Passage:
As Saffran, Senghas, and Trueswell40 strikingly put it: "You must discover the internal structure of a system that contains tens of thousands of units, all generated from a small set of materials. These units, in turn, can be assembled into an infinite number of combinations. Although only a subset of those combinations is correct, the subset itself is for all practical purposes infinite. Somehow you must converge on the structure of this system to use it to communicate. And you are a very young child. This system is human language. The units are words, the materials are the small set of sounds from which they are constructed, and the combinations are the sentences into which they can be assembled. Given the complexity of this system, it seems improbable that mere children could discover its underlying structure and use it to communicate. Yet most do so with eagerness and ease, all within the first few years of life."

More specifically,

"Children learn implicitly. By 18 months of age, 75% of typically developing children understand about 150 words and can successfully produce 50 words."

Items from a data source:
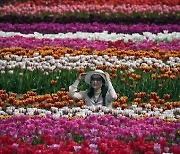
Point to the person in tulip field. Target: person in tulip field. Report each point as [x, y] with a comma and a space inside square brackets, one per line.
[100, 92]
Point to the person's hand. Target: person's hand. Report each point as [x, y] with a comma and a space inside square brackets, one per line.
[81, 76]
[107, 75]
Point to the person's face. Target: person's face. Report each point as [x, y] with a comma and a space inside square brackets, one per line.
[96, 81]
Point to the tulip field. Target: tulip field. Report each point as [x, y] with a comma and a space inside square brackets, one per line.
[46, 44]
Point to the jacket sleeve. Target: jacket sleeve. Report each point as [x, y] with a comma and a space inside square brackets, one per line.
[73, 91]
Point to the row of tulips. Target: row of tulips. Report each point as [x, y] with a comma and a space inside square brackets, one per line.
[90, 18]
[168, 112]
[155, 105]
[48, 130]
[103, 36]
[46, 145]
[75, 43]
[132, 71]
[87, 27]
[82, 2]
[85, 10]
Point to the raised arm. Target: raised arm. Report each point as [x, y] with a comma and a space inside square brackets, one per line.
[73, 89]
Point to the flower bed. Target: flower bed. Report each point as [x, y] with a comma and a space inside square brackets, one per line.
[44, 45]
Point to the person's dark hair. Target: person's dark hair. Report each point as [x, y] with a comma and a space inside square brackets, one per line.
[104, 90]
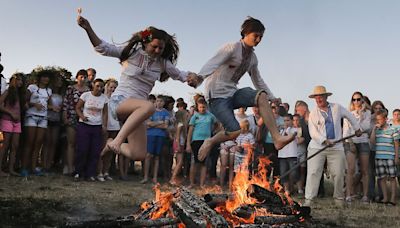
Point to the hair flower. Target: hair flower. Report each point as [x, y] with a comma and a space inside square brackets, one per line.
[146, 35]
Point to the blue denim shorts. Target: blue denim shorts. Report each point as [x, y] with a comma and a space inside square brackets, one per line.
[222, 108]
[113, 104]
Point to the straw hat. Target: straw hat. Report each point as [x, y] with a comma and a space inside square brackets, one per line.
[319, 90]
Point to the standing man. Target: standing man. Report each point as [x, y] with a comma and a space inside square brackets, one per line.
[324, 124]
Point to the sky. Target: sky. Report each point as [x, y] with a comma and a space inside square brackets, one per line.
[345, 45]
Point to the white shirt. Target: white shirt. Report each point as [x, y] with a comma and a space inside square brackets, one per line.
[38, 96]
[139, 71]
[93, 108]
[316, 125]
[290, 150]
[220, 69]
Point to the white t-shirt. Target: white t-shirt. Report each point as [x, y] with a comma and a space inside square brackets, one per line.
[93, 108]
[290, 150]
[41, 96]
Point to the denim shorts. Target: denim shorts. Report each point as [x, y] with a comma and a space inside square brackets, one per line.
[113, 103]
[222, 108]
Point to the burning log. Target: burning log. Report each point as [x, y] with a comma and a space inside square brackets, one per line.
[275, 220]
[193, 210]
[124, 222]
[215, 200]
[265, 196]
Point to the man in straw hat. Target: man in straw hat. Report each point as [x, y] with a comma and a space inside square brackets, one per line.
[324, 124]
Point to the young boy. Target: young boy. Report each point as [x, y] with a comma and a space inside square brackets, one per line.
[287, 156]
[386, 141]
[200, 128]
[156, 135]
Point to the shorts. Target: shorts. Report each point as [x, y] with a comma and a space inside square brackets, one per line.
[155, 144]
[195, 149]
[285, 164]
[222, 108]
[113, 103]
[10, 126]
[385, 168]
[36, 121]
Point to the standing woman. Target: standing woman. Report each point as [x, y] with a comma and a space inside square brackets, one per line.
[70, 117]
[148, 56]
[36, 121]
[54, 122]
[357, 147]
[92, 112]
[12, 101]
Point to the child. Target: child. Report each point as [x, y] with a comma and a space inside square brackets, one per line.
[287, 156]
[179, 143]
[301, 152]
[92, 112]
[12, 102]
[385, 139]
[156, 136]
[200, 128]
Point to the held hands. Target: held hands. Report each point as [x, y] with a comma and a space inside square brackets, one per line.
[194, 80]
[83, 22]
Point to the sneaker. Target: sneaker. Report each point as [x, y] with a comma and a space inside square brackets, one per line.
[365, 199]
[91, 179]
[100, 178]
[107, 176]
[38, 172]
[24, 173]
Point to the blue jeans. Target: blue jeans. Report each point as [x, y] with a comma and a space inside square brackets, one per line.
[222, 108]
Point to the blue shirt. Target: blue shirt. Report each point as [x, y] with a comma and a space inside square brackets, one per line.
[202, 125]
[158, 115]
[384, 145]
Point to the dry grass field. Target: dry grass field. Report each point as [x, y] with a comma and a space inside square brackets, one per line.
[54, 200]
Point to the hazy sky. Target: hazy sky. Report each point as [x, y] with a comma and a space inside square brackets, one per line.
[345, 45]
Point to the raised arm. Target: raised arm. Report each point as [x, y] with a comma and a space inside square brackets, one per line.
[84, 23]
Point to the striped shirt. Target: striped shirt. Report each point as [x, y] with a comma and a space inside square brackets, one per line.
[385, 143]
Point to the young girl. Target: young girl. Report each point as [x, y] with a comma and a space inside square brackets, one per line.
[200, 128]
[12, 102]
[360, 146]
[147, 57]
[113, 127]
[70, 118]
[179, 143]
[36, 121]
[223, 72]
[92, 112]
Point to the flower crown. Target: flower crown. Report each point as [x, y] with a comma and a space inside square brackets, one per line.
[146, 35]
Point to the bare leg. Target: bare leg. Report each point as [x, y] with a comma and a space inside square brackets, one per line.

Stated task 1:
Condense the paragraph of the passage that begins "As Saffran, Senghas, and Trueswell" into a short bulleted list that keeps its main facts.
Stated task 2:
Extract each line of the records in which the word "standing" appears.

Exercise output 1:
- Saffran, Senghas, and Trueswell describe a system of tens of thousands of units, all generated from a small set of materials.
- These units can be assembled into an infinite number of combinations. Only a subset is correct, but that subset is itself practically infinite.
- To communicate with this system, you must converge on its structure, and you are a very young child.
- The system is human language. The units are words, the materials are sounds, and the combinations are sentences.
- Discovering this structure seems improbable for children. Yet most do it with eagerness and ease within the first few years of life.

Exercise output 2:
Point to the standing man. Target: standing man. Report each point as [x, y] with a comma and a space inside square brackets, one per line.
Point to the standing woman. Target: standing woman. Report each point as [x, y] with a comma and a space inside square brackets, one per line.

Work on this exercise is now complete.